(Part of a data file)

● ● ●

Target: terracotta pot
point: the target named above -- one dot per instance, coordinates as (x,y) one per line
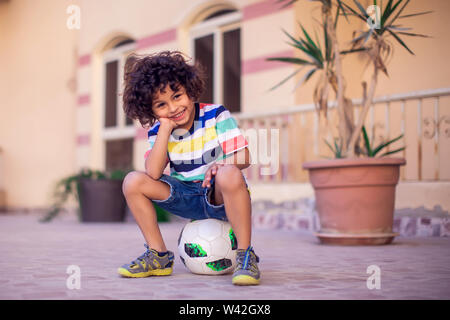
(355,199)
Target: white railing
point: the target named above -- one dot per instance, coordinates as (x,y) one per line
(423,117)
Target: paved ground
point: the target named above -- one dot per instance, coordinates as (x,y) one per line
(34,258)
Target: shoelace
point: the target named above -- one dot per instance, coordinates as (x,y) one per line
(247,257)
(143,256)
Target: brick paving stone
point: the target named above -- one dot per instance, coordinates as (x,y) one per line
(34,258)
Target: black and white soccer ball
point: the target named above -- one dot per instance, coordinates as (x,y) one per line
(208,247)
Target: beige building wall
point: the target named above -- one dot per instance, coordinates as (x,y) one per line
(38,94)
(52,78)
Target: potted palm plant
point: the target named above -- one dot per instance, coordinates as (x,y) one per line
(355,192)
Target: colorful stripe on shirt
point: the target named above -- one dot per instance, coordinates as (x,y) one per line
(213,136)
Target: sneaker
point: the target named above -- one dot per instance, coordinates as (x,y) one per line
(246,272)
(148,264)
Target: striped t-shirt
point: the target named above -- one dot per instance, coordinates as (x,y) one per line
(213,136)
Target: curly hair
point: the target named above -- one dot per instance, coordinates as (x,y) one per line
(146,75)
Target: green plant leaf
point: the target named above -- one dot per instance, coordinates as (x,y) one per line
(367,142)
(400,41)
(393,151)
(385,144)
(291,60)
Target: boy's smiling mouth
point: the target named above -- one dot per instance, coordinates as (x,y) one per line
(178,116)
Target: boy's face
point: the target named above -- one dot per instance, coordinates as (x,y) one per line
(175,105)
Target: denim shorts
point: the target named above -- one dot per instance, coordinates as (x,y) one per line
(190,200)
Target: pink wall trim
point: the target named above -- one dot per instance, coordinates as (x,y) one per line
(262,8)
(83,99)
(84,60)
(158,38)
(83,139)
(261,64)
(141,134)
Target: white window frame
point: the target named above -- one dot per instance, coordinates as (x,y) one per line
(121,130)
(216,27)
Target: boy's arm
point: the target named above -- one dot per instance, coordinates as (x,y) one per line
(157,160)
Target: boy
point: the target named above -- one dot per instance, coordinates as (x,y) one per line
(206,151)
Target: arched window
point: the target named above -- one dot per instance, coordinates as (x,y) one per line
(216,44)
(118,130)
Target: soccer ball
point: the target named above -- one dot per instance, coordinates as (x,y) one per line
(208,247)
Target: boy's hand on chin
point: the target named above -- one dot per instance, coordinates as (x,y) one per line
(167,123)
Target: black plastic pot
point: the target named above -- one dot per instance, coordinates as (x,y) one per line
(101,200)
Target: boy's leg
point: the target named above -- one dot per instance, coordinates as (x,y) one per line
(230,189)
(138,189)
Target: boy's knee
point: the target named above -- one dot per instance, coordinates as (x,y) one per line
(133,181)
(229,177)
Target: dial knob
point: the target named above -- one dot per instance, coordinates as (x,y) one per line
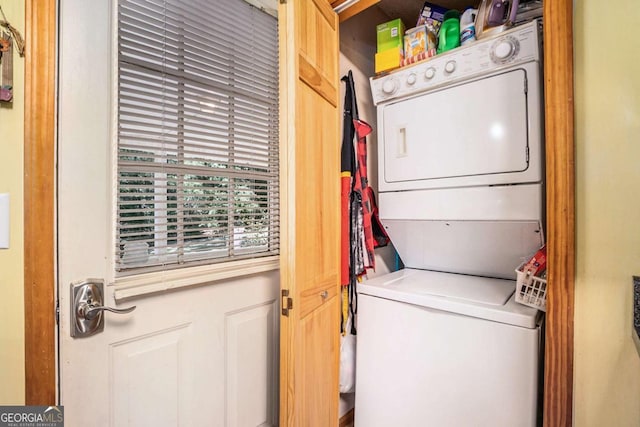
(430,73)
(389,86)
(450,66)
(504,49)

● ● ●

### Direction
Repeat each entry exactly as it appears; skip any picture.

### Output of the exercise
Target: terracotta pot
point: the target named above -- one dot per instance, coordinates as (x,y) one per line
(355,199)
Target: white railing
point: the target named above -- one dot per instance, coordinates as (x,y) one per line
(423,117)
Target: paved ground
point: the target named above -- one dot per instance, coordinates as (x,y) one per line
(34,258)
Target: shoelace
point: the target named above -- one dot per instance, coordinates as (x,y) one per line
(247,257)
(143,256)
Target: brick paving stone
point: the target named above -- one dot per instance, coordinates as (x,y) one per line
(34,258)
Target: black and white soccer ball
point: the target named above -- one dot per instance, coordinates as (x,y) one per line
(208,247)
Target: beige building wall
point: the target named above -- one dot per instance, coordinates as (x,y) one per line
(38,94)
(52,78)
Target: potted palm plant
point: the target named above -- one dot per instance, coordinates as (x,y) one per line
(355,192)
Target: colorful stripe on shirt
point: the target named above -- one dot per instance, coordinates as (x,y) one per line
(213,136)
Target: sneaker
point: the target named above -- one dot per instance, coordinates as (x,y) one per line
(246,272)
(148,264)
Target: striped t-shirt
point: the target named above -- one dot per instance, coordinates as (x,y) one per line
(213,136)
Target: curly hair
point: the target named above -- one dot per instance, coordinates as (x,y) one per line
(146,75)
Target: green plant leaf
point: the target named above -- one dot per instance, coordinates as (x,y) one per line
(367,142)
(400,41)
(393,151)
(385,144)
(291,60)
Target: boy's smiling mouth
point: the target named above -- one dot per instance, coordinates as (x,y) one per line
(178,116)
Target: boy's face
point: the target named above -- one dot per instance, coordinates as (x,y) one per line
(175,105)
Target: denim shorts
point: the target named above -- one dot per instance, coordinates as (x,y) one per line
(190,200)
Target: pink wall trim
point: the target named above -- one dot per instance, coordinates as (x,y) one per line
(262,8)
(83,99)
(84,60)
(158,38)
(83,139)
(261,64)
(141,134)
Target: white window frame
point: the target named above -- one dot per instance, coordinates as (x,y) one per line
(121,130)
(216,27)
Target: boy's arm
point: the target named above -- one dot per instance, coordinates as (x,y) one per line
(157,160)
Target: boy
point: the target named above -- one dot per instance, coordinates as (x,y) one per line
(206,151)
Target: arched window
point: the target named above -- one dot per instance, coordinates as (x,y) one per line
(216,44)
(118,130)
Target: soccer ball
point: the target named above -- one dot per instance, coordinates as (x,y) one per line
(208,247)
Target: boy's hand on chin
point: the target named above -- one dot per instance, coordinates as (x,y) one per line
(167,123)
Target: black plastic pot
point: the target named above -- one dot per instance, coordinates as (x,y) one per line
(101,200)
Target: boy's leg
point: the target named above -- one dot per instance, coordinates as (x,y) one per line
(230,189)
(138,189)
Target: boy's knee
point: the target named above -- one dot per instance, coordinates as (x,y) one per line
(133,181)
(229,177)
Target: dial knob
point: the target named above -- one dot per instance, coordinates as (x,y) one per line
(430,73)
(389,86)
(450,66)
(504,49)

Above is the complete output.